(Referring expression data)
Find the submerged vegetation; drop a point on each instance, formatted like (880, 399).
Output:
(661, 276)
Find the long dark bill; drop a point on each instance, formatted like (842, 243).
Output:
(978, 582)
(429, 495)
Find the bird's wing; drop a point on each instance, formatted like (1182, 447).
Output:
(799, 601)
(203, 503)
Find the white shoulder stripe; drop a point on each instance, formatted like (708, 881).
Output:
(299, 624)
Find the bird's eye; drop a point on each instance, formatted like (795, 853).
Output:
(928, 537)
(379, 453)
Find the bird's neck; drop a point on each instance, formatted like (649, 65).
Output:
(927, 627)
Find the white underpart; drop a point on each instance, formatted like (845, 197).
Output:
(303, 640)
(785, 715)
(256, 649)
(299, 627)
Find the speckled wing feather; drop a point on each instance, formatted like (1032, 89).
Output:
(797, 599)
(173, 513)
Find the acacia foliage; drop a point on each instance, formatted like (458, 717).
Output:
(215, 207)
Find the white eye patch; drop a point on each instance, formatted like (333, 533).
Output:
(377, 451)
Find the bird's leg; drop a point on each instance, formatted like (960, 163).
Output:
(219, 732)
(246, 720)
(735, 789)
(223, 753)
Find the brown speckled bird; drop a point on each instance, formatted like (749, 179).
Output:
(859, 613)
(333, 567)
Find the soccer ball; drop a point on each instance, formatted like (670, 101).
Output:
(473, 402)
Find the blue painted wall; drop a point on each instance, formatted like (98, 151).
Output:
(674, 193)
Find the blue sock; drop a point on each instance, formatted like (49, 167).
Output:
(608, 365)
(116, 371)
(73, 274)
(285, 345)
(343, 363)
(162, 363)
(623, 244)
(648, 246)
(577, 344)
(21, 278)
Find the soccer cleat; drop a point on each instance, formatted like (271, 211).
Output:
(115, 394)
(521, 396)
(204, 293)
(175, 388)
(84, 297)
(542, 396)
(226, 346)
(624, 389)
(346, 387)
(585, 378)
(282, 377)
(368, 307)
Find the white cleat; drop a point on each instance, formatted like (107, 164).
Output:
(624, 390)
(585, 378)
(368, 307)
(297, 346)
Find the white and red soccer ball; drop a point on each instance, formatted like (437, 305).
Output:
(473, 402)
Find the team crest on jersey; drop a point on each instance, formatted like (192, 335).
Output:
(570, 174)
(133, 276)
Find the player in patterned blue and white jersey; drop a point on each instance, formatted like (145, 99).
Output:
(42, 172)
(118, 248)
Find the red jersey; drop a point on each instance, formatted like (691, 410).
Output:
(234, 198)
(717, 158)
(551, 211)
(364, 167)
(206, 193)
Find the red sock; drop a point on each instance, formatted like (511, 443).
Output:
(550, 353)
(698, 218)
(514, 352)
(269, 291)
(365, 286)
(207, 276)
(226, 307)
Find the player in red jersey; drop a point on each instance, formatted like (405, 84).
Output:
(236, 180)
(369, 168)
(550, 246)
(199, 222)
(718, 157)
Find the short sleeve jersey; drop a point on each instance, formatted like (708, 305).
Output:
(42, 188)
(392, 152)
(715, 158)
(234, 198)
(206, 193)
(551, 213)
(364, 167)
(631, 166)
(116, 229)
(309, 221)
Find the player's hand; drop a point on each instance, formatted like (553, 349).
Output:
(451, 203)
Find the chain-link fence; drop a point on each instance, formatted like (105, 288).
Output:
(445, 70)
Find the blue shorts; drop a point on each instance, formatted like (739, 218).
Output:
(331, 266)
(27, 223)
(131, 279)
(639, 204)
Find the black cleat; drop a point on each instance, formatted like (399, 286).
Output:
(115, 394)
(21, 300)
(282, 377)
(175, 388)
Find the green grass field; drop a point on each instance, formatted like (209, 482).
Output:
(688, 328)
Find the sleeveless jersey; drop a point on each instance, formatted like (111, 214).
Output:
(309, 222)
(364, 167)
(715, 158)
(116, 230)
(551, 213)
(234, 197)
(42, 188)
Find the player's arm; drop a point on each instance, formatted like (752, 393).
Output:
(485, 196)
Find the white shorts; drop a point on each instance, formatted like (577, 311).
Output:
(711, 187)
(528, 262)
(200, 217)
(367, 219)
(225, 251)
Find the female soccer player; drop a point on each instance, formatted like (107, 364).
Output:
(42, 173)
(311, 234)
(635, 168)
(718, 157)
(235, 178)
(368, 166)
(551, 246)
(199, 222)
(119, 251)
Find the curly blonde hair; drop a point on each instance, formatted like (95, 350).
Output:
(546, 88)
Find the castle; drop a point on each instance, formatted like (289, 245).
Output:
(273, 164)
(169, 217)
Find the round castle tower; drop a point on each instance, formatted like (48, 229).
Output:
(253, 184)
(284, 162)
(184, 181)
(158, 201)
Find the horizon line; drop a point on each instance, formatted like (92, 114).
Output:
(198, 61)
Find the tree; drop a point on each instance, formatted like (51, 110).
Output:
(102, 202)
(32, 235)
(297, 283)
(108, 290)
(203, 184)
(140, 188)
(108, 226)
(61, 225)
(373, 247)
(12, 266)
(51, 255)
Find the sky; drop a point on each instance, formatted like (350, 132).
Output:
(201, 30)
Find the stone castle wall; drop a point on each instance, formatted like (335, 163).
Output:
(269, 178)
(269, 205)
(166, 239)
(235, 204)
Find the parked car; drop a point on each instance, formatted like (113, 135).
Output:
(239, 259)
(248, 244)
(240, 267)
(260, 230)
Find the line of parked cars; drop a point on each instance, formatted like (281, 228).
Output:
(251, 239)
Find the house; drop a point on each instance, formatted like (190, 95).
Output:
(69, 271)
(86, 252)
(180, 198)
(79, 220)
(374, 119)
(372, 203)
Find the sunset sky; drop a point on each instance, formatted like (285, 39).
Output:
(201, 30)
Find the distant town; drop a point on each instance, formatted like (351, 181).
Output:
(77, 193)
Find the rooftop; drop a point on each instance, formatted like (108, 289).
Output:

# [Problem details]
From the records above, pull every line that has the string "white" and copy it.

# [Worked solution]
Find the white shoulder stripe; drop a point on each instance, formatted like (708, 881).
Find the white underpart; drop a point on each instance, formatted like (845, 197).
Find the white eye patch; drop a point on each instance, formatted like (333, 533).
Find the white cleat; drop a point on each instance, formatted like (107, 164).
Find the white and red soccer ball; drop a point on each instance, formatted like (437, 305).
Find the player in patterned blue and white jersey; drop a point on each instance, formatted like (145, 99).
Find the white shorts; drop a point on each instance, formatted like (577, 311).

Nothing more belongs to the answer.